## LISTED ENTRIES:
Segment Open

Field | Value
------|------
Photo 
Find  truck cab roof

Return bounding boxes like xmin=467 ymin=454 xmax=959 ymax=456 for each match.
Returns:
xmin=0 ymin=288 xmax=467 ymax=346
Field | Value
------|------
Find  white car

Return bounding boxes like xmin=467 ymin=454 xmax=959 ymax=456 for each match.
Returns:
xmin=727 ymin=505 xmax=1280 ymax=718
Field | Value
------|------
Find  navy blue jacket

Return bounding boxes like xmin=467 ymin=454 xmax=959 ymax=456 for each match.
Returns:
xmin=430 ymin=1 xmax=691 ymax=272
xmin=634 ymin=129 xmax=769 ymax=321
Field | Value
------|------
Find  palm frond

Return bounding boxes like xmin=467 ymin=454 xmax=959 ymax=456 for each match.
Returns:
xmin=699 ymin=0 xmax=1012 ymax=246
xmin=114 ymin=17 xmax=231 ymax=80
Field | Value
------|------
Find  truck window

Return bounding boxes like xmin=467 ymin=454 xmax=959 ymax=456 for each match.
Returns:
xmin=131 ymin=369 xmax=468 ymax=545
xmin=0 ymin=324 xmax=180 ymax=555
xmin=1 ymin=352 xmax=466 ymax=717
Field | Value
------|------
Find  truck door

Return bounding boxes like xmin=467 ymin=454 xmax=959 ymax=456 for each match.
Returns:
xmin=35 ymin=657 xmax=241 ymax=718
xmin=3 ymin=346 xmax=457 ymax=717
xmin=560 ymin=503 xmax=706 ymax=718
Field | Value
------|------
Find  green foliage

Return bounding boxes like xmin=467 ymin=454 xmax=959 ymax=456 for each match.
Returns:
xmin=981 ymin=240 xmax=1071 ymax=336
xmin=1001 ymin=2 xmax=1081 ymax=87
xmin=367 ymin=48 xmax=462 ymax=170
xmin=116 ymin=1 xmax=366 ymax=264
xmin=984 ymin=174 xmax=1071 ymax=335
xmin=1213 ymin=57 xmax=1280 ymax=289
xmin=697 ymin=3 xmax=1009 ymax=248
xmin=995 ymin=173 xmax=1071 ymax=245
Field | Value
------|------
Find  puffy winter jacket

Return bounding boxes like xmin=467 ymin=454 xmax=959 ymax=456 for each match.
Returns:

Segment Closed

## TASK GOAL:
Where a line of the data contains "Find", copy that line.

## RESPONSE FOR THIS EXERCISE:
Find  truck cab roof
Find  white car
Find  navy blue jacket
Find  palm frond
Find  truck window
Find  truck door
Find  green foliage
Find  puffy winter jacket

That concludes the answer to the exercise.